PASSAGE SHOWN >>
======

The Unraveling of Cuba’s Grid

A Nation Plunges Into Darkness as Energy Crisis Deepens

For the second time in a week, Cuba went dark. On March 22, the National Electric System suffered a complete collapse, plunging the island’s 11 million residents into a blackout that exposed the fragility of an infrastructure already strained by decades of underinvestment and a tightening U.S. embargo.

The failure began at a thermoelectric plant in eastern Cuba, where authorities said a technical malfunction triggered a cascading shutdown that took the entire grid offline within hours. By evening, Havana a city of 2 million was reduced to scattered pockets of generator-powered light, while hospitals and emergency services relied on backup systems that were themselves running on borrowed time.

It was the second such collapse in less than a week. On March 16, a similar failure had left the country in darkness for nearly 48 hours before crews managed to restore partial service. This time, officials warned that repairs could take even longer. The Ministry of Energy and Mines announced that it was prioritizing the capital and key industrial facilities, but acknowledged that the system remained “fragile and vulnerable”.

======

YOUR TASK >> In order of appearance, list each number written in digits in the article on Cuba's grid collapse, and say what each one refers to.

(Dataset entries)
======

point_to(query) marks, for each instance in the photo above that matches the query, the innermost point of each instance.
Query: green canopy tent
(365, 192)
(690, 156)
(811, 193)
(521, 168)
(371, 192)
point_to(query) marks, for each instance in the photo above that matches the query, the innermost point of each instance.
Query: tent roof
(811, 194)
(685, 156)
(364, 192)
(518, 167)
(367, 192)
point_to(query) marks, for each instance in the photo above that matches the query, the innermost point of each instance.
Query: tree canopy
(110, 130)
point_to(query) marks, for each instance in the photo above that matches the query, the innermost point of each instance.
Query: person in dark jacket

======

EXERCISE OUTPUT >>
- 22: the date of the complete collapse of the National Electric System (March 22)
- 11 million: the island's residents plunged into the blackout
- 2 million: the population of Havana
- 16: the date of the earlier similar failure (March 16)
- 48: the nearly 48 hours the country was left in darkness after the March 16 failure